This is the main folder what you should be looking at while doing. This README.md contains instructions for setting up the tooling, connecting to Snowflake, and what you should achieve with dbt during the hackathon.
- Business case - Recordly dbt hackathon 4.11.2021
Your task is to create well documented and tested data sets from the TPC-H data set. A persistent staging is provided.
macOS
While dbt-labs/dbt-snowflake#19 and snowflakedb/snowflake-connector-python#799 are open, we need to install x64 Homebrew and x64 dbt. Sadly.
(As of writing this, arm64 dbt seems to be working with the commands we need in this excersise. Your mileage may vary.)
# Install Homebrew for x86_64 architecture
# https://soffes.blog/homebrew-on-apple-silicon
arch -x86_64 /bin/bash -c "$(curl -fsSL https://raw.githubusercontent.com/Homebrew/install/master/install.sh)"
# Make life a little easier for you. Add aliases to ~/.zshrc
alias ibrew='arch -x86_64 /usr/local/bin/brew'
# Refresh
source ~/.zshrc
# Install dbt using that version of Homebrew
ibrew tap dbt-labs/dbt
ibrew install dbt-snowflake
# A nice alias for you
alias idbt='arch -x86_64 /usr/local/bin/dbt'
# Refresh
source ~/.zshrc
idbt --version
installed version: 0.21.0
latest version: 0.21.0
Up to date!
Plugins:
- bigquery: 0.21.0
- snowflake: 0.21.0
- redshift: 0.21.0
- postgres: 0.21.0
Great success!
Windows / Python / Container
Python >= 3.6
<use a virtual environment>
pyenv install 3.8.12
pyenv virtualenv 3.8.12 dbt_hackathon_env
pyenv activate dbt_hackathon_env
pip install dbt
(OR dbt-snowflake)
dbt --version
cd / mkdir to the root, where you'd like to create [project-name] folder for dbt project and files.
dbt init [project-name] --adapter snowflake
The --adapter flag is optional. It will create a correct template in your ~/.dbt/profiles.yml
profiles.yml
profiles.yml contains the information on how all of your dbt projects connect to their target databases. By default, ALL dbt projects will store their profiles in the same ~/.dbt/profiles.yml file.
You can specify a different place for your profiles.yml file.
You can populate the values in profiles.yml from ENV variables.

────────

### TASKS FOR THIS EXERCISE
1. List every plugin named in the version output of the dbt hackathon setup instructions.
2. Transcribe the dbt hackathon setup instructions, beginning at the words "Windows / Python" and stopping after "project and files.".

Items drawn from a data source:
────────

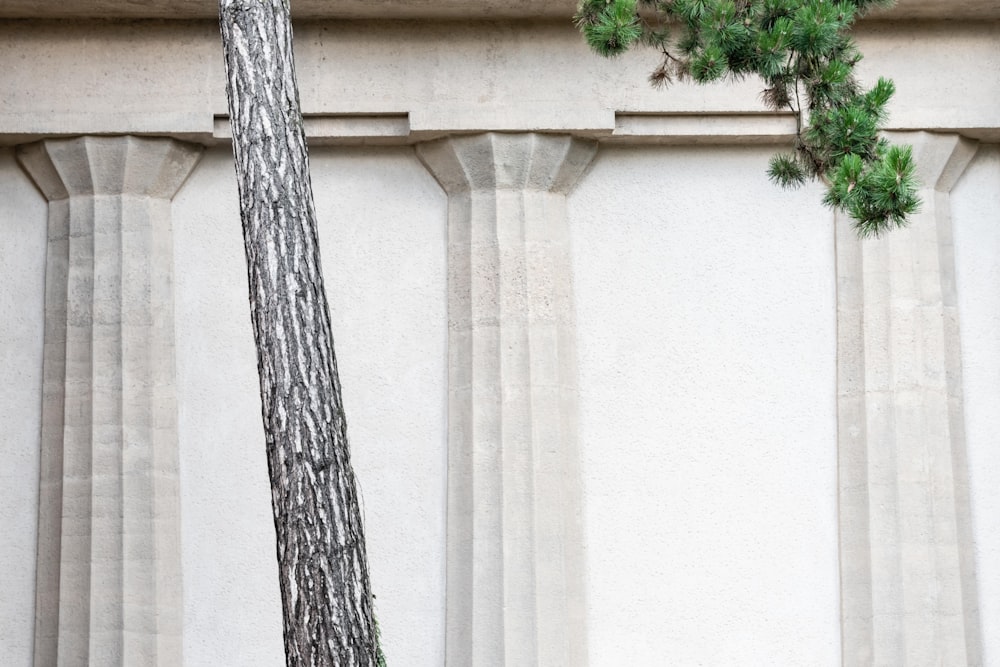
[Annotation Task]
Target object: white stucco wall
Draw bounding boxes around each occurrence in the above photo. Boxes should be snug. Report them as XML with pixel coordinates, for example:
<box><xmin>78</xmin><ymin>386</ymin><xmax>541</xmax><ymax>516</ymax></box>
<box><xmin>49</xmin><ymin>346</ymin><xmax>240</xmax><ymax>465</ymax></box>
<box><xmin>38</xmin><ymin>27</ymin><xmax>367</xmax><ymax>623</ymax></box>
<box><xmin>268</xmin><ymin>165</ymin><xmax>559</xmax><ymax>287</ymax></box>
<box><xmin>0</xmin><ymin>149</ymin><xmax>47</xmax><ymax>667</ymax></box>
<box><xmin>952</xmin><ymin>145</ymin><xmax>1000</xmax><ymax>666</ymax></box>
<box><xmin>570</xmin><ymin>147</ymin><xmax>840</xmax><ymax>667</ymax></box>
<box><xmin>174</xmin><ymin>148</ymin><xmax>447</xmax><ymax>666</ymax></box>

────────

### ANSWERS PER TASK
1. bigquery, snowflake, redshift, postgres

2.
Windows / Python / Container
Python >= 3.6
<use a virtual environment>
pyenv install 3.8.12
pyenv virtualenv 3.8.12 dbt_hackathon_env
pyenv activate dbt_hackathon_env
pip install dbt
(OR dbt-snowflake)
dbt --version
cd / mkdir to the root, where you'd like to create [project-name] folder for dbt project and files.